Todo Vázquez Montalbán, incluido el más íntimo, estaba ya en su primera novela inédita
‘Los papeles de Admunsen’, terminada en 1965, se nutre de su biografía de expresidiario, militante comunista, novelista en ciernes e intelectual conflictivo con el poder (y con los suyos) en la Barcelona de los sesenta
Para la famélica legión de lectores de Manuel Vázquez Montalbán ha llegado a las librerías un opulento meteorito catapultado desde más de medio siglo atrás, insólito, inverosímil, fascinante y profundamente conmovedor. En miniatura, o incluso en una especie de concentrado nutricional, esta novela terminada hacia 1965 contiene el repertorio de virtudes que harán de Vázquez Montalbán uno de los novelistas de la democracia menos fáciles de tasar, dada la ingente cantidad de obra publicada y la incontinencia de un ansioso de manual, en perpetua huida del miedo a ser pobre y volver a la miseria y el sacrificio de su modestísima familia en el Raval barcelonés.
Con entradas profundas y una calvicie avanzada, aunque delgado todavía y ya profundamente escéptico, esta novela del MVM de 25 años arroja a borbotones sobre el lector la purga del dolor de una militancia comunista, la expiación del miedo a volver a la cárcel tras haber pasado dos años en Lleida (1962-1964), la rabia de la virtud heroica como autodestrucción infértil y la evidencia de la inutilidad del sacrificio humano frente a una dictadura con la proa lanzada hacia la felicidad económica de sus clases medias.
¿Puede haber algo más pegado al sello íntimo de Vázquez Montalbán que este puñado de temas centrales de su vida futura? En la pregunta está la respuesta a las razones por las que debió postergar indefinidamente el momento de publicar Los papeles de Admunsen hasta ya no hacerlo: la timidez y el pudor hubieron de ser obstáculos morales invencibles para ofrecer al público una cala vertiginosa y angustiada en una intimidad que solo emergería en la forma neobarroca, encriptada, hipersimbolista e inaccesible de su obra lírica y de su novela más críptica y confesional, ese El estrangulador (1994) que va dedicado a las víctimas del escritor y que redactó en las vísperas de una operación de corazón de la que podría perfectamente no salir vivo. Aplazó la operación hasta terminar un testamento literario que metía las manos en el centro más oscuro de su corazón.

*Bloque de datos*
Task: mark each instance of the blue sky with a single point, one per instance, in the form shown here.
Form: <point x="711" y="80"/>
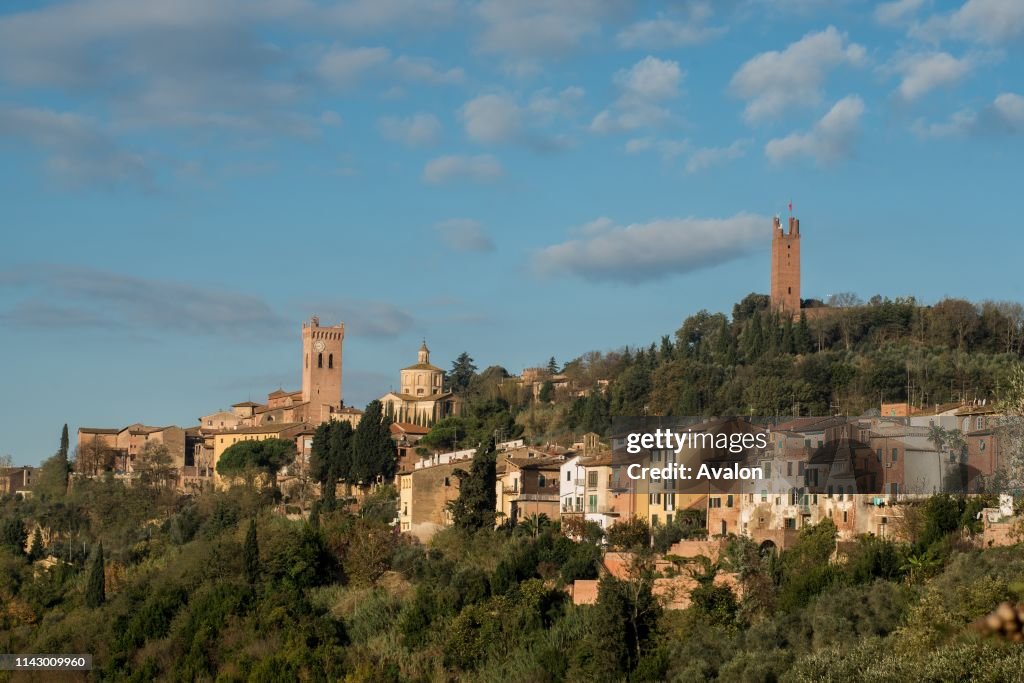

*Instrucción 1*
Traduce al inglés esta oración del texto sobre la novela de Vázquez Montalbán: "Aplazó la operación hasta terminar un testamento literario que metía las manos en el centro más oscuro de su corazón."
*Instrucción 2*
Según el texto sobre la novela de Vázquez Montalbán, ¿cuánto tiempo estuvo el autor en la cárcel de Lleida y en qué años? Responde en una frase, por favor.
*Instrucción 3*
Prosigue el texto sobre la novela de Vázquez Montalbán a partir de su última oración.
Los datos provienen de otra fuente.

*Resultado final 1*
He postponed the operation until he had finished a literary testament that thrust its hands into the darkest center of his heart.

*Resultado final 2*
Estuvo dos años en la cárcel de Lleida, de 1962 a 1964.

*Resultado final 3*
Los papeles de Admunsen son en realidad los textos casi siempre satíricos o paródicos o psicodélicos (la huella de la impresión de Tiempo de silencio está esparcida por varios sitios) que inserta al hilo de una trama que lleva la autocrítica y la resignación dentro: Admunsen es un brillante técnico publicitario —la publicidad estuvo entre sus fuentes de ingresos en aquellos años de ganapán— que ayuda a vender, y vender productos en la plena lógica del capitalismo desarrollado de un franquismo encantado de conocerse mientras el protagonista digiere contradicciones galopantes como exmilitante comunista, o militante en la reserva, dispuesto a no abdicar de la vida ni acatar a ciegas los diagnósticos celestiales de una presunta revolución en marcha. Los estallidos de repugnancia ante el machismo estructural de aquel país —y el feminismo militante que destila la novela— o la ternura sin cursilería ante los trabajos de los operarios que construyen el pabellón de la empresa para la Feria de Muestras de 1962 esmaltan el texto del aroma de la época sin que desaparezca uno de los fetiches cruciales del futuro novelista, es decir, la hipocresía y la mendacidad de las altas clases empresariales entrevistas por un outsider que disimula y calla, que cumple y transige con la resignación de quien ha entendido ya la impúdica ley central del capitalismo: más dinero, papá, más dinero.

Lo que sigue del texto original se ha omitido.